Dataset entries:
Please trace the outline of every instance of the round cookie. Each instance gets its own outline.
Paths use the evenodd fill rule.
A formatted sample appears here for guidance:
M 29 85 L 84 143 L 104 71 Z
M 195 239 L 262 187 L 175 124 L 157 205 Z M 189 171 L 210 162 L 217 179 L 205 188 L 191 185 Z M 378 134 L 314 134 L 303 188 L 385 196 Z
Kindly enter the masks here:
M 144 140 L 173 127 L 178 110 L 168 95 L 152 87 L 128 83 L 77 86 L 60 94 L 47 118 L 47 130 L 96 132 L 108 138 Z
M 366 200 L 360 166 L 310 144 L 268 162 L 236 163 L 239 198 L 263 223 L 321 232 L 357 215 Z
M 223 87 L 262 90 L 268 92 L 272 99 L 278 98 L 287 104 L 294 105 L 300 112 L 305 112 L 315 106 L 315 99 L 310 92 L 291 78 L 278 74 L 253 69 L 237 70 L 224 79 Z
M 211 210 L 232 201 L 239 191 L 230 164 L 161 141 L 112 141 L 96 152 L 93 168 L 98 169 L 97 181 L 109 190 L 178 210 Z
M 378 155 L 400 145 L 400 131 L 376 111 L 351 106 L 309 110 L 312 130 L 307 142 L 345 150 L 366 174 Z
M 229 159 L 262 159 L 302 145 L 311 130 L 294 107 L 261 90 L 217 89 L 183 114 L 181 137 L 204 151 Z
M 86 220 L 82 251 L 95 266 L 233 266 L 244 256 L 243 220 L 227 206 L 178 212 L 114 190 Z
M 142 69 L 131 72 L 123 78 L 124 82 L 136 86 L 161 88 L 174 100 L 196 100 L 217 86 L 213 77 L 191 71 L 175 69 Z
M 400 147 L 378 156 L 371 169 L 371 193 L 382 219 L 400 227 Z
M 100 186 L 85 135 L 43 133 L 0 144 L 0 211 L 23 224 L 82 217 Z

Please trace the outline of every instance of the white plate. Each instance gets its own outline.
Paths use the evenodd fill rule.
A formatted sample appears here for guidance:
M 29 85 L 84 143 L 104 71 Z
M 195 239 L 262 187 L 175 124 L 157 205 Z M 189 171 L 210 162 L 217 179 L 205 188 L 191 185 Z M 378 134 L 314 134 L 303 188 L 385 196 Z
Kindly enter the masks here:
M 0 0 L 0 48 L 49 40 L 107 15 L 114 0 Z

> [WHAT IS BEING ASKED] How many lines of the records contain "Please"? Answer with the number only.

> [ANSWER SPACE] 2